[What is required]: Print the line containing "segment arched opening" and each line after it through the end, please, with nothing added.

+ + +

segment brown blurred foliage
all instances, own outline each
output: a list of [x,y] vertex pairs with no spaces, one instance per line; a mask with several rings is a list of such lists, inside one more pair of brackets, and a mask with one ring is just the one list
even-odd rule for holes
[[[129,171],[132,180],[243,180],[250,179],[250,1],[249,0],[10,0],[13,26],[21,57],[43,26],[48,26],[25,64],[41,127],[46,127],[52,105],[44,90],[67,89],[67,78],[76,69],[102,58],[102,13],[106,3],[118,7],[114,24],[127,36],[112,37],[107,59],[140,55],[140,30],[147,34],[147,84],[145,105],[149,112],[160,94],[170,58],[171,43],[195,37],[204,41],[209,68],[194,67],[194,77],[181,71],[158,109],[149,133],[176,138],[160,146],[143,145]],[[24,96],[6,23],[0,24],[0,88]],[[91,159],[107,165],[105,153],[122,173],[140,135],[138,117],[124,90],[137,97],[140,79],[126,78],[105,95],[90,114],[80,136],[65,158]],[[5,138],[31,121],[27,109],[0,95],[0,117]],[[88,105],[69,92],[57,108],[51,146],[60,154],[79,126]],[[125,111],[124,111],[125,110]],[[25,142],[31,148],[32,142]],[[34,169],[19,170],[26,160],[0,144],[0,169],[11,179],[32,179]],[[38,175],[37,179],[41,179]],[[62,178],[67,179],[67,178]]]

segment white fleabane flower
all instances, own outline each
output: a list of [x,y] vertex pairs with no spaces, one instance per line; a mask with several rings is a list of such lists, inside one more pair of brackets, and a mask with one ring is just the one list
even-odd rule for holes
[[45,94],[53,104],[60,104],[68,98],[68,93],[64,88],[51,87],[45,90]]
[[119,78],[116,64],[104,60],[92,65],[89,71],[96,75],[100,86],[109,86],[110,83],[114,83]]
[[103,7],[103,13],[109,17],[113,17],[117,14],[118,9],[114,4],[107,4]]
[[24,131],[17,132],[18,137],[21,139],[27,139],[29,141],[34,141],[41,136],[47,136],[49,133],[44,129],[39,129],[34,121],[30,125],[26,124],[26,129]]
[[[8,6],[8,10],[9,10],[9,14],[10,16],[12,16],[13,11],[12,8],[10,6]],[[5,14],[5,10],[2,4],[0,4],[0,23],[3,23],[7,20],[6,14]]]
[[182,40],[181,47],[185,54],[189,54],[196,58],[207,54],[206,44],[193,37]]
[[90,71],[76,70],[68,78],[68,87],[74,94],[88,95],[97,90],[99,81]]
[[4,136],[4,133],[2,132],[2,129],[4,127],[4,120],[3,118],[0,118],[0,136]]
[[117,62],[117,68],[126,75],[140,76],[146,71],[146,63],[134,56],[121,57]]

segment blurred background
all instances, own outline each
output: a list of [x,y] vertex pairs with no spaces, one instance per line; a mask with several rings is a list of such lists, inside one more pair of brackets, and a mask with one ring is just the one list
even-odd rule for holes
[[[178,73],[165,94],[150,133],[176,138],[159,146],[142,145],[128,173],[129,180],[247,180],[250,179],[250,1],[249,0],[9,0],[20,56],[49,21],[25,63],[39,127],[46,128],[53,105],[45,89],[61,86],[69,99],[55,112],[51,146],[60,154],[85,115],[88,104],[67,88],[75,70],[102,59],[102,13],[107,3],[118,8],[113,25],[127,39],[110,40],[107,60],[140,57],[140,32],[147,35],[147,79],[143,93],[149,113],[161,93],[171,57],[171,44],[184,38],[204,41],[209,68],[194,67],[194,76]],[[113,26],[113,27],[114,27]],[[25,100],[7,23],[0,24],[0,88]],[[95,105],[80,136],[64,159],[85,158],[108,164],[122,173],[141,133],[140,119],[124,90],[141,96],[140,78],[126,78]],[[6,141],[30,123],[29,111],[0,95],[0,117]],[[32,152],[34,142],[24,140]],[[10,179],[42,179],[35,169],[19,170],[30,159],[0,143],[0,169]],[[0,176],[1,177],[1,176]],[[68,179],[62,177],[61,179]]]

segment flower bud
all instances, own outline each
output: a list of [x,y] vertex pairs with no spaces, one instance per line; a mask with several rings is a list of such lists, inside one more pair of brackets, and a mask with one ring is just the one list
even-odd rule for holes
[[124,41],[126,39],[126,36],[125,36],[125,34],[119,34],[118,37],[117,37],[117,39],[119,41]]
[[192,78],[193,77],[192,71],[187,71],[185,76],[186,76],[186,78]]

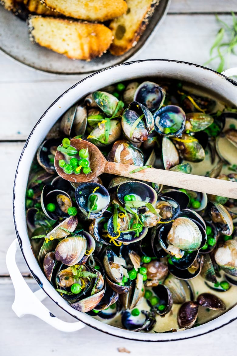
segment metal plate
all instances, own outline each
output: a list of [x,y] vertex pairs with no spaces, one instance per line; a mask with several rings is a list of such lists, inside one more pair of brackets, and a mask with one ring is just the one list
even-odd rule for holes
[[56,74],[82,74],[124,62],[140,49],[165,16],[171,0],[160,0],[137,44],[119,57],[108,52],[90,62],[72,60],[29,41],[25,21],[0,6],[0,49],[14,59],[35,69]]

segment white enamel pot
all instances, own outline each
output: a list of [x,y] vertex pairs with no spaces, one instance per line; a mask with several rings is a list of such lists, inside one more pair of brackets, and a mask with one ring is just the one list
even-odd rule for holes
[[[32,131],[23,148],[15,179],[13,206],[18,241],[12,244],[6,260],[15,288],[12,309],[19,316],[36,315],[56,328],[74,331],[85,324],[112,335],[142,341],[168,341],[188,339],[210,332],[237,319],[237,306],[206,324],[181,332],[161,334],[136,333],[104,324],[72,308],[54,290],[39,267],[31,247],[25,218],[26,190],[31,163],[38,147],[51,127],[76,101],[87,94],[109,84],[128,79],[158,77],[184,80],[200,86],[222,97],[230,105],[237,106],[237,83],[226,75],[237,75],[237,68],[220,74],[195,64],[173,61],[138,61],[115,66],[101,70],[75,84],[62,94],[43,114]],[[41,287],[33,293],[18,269],[15,255],[18,243],[31,272]],[[41,303],[47,295],[77,321],[68,323],[55,317]],[[79,321],[78,321],[79,320]]]

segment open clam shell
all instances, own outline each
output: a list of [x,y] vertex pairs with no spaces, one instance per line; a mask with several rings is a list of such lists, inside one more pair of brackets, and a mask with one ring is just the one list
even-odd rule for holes
[[59,138],[50,138],[44,141],[37,151],[37,160],[39,164],[47,172],[53,174],[55,173],[54,158],[57,147],[61,143]]
[[152,112],[162,106],[165,98],[163,88],[151,82],[144,82],[137,88],[134,100],[145,105]]
[[237,241],[228,240],[215,254],[218,266],[228,275],[237,276]]
[[153,115],[155,129],[161,135],[179,136],[185,129],[185,113],[179,106],[168,105],[155,111]]
[[[96,202],[97,208],[91,210],[92,203],[90,203],[90,197],[92,195],[97,197]],[[101,216],[105,211],[110,201],[109,194],[103,185],[91,182],[82,183],[75,190],[75,199],[81,212],[90,218],[95,219]]]
[[141,151],[126,141],[120,140],[114,143],[107,157],[108,161],[142,166],[144,163]]
[[156,323],[154,312],[141,310],[138,316],[133,316],[128,310],[125,310],[122,314],[122,325],[127,330],[140,331],[141,330],[148,331],[151,330]]
[[64,114],[60,122],[60,128],[67,136],[85,134],[87,124],[87,112],[85,106],[77,104],[71,106]]
[[64,239],[57,245],[55,257],[66,266],[73,266],[81,261],[86,251],[86,238],[82,235],[72,236]]
[[154,130],[152,114],[147,108],[137,101],[133,101],[124,110],[121,123],[125,136],[134,142],[145,141]]
[[211,293],[202,293],[198,296],[197,302],[199,305],[214,310],[225,310],[226,305],[221,299]]
[[[43,210],[48,218],[56,220],[58,218],[68,218],[68,209],[72,205],[71,197],[66,192],[55,189],[52,185],[47,185],[43,188],[41,199]],[[55,209],[49,211],[47,208],[49,204],[54,204]]]

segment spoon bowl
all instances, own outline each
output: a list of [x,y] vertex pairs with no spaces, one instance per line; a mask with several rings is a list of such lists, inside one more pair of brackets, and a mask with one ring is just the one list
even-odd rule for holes
[[59,164],[60,159],[65,159],[65,156],[60,151],[57,150],[54,158],[56,171],[64,179],[70,182],[84,183],[91,180],[102,173],[109,173],[140,180],[237,199],[237,183],[150,167],[141,167],[108,162],[99,149],[90,142],[81,138],[72,138],[70,140],[70,144],[78,152],[82,148],[88,148],[90,167],[91,170],[88,174],[65,173]]
[[[63,168],[60,167],[59,164],[59,160],[65,160],[65,155],[62,152],[57,150],[54,157],[54,166],[59,176],[66,180],[74,183],[84,183],[92,180],[103,173],[107,161],[96,146],[88,141],[81,138],[72,138],[70,140],[70,144],[72,147],[75,147],[78,152],[82,148],[88,149],[90,167],[91,171],[87,174],[84,173],[80,174],[74,173],[71,174],[65,173]],[[61,146],[62,146],[61,145]]]

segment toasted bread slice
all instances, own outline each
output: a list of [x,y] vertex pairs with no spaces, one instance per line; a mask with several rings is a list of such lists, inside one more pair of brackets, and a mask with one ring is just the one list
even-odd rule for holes
[[0,0],[0,4],[22,20],[25,21],[28,17],[29,11],[25,6],[23,0]]
[[109,25],[114,36],[109,49],[112,54],[120,56],[135,46],[159,2],[159,0],[127,0],[126,13]]
[[99,23],[36,15],[28,23],[32,42],[72,59],[100,57],[113,40],[111,30]]
[[23,0],[0,0],[0,4],[9,11],[15,12],[19,7],[19,3]]
[[127,6],[124,0],[41,0],[53,10],[65,16],[101,22],[120,16]]
[[59,15],[56,11],[48,9],[41,4],[39,0],[23,0],[23,1],[25,6],[30,12],[47,16],[58,16]]

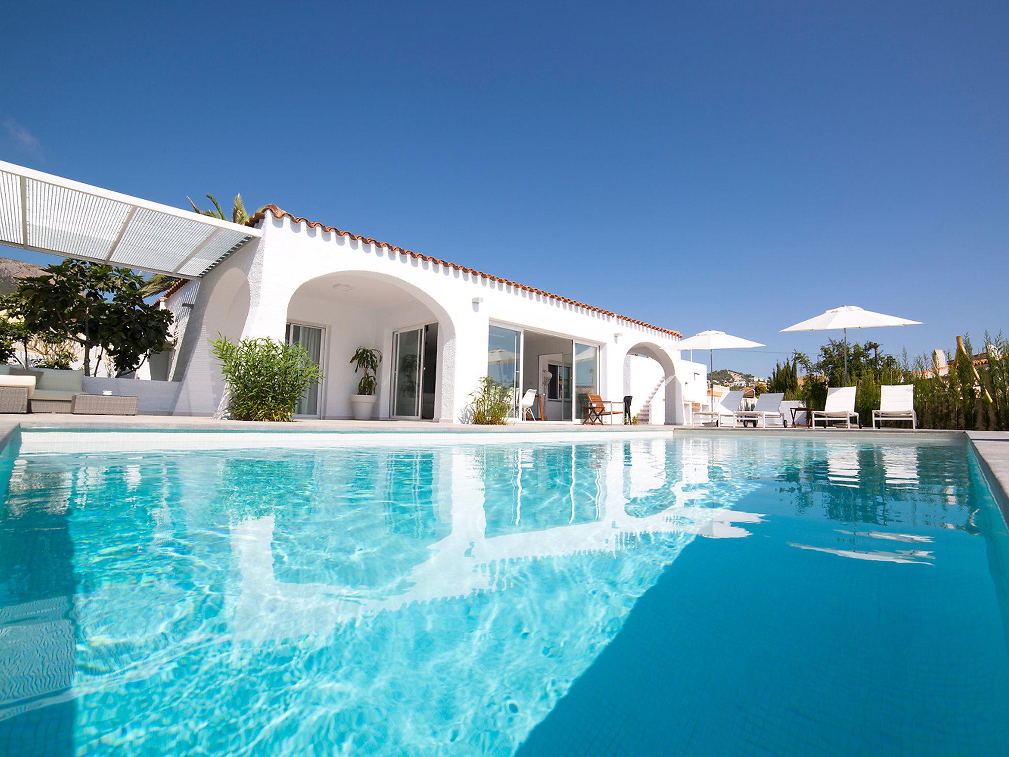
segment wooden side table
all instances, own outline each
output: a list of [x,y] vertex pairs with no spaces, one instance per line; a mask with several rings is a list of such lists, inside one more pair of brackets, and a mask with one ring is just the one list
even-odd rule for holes
[[[792,428],[795,428],[795,416],[797,416],[799,413],[805,413],[806,414],[805,427],[806,428],[812,428],[812,425],[813,425],[813,411],[811,411],[809,408],[802,408],[802,407],[799,407],[799,408],[789,408],[789,410],[792,413]],[[754,425],[756,426],[757,424],[754,424]]]

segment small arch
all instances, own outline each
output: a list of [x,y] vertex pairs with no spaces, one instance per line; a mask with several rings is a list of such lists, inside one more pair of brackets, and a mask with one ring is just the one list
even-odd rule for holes
[[[634,360],[636,356],[647,358],[657,369]],[[629,347],[624,356],[624,394],[633,398],[632,415],[650,424],[681,422],[683,411],[678,407],[675,377],[676,362],[666,347],[650,341]]]

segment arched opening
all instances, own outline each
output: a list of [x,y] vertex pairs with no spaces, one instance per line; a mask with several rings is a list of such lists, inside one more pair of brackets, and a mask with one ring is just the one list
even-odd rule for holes
[[350,357],[377,349],[372,418],[452,420],[454,344],[448,313],[422,290],[373,272],[337,272],[306,282],[288,303],[286,336],[319,361],[324,379],[299,403],[298,415],[351,418],[360,373]]
[[631,397],[631,417],[642,425],[675,423],[676,365],[657,344],[639,342],[624,358],[624,395]]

+ + +

[Correct output]:
segment arched opening
all instances, own outline each
output: a list of [x,y] vertex pairs with no spaces, one instance per line; a mask with several rings is a list of such lists, inside one more pair of brackets, and a mask with one ring is just the one list
even-odd rule for holes
[[350,357],[377,349],[372,418],[452,420],[454,344],[448,313],[422,290],[373,272],[337,272],[306,282],[288,303],[286,336],[319,361],[324,379],[299,403],[298,415],[351,418],[360,373]]
[[631,397],[631,417],[642,425],[675,423],[676,365],[657,344],[639,342],[624,358],[624,395]]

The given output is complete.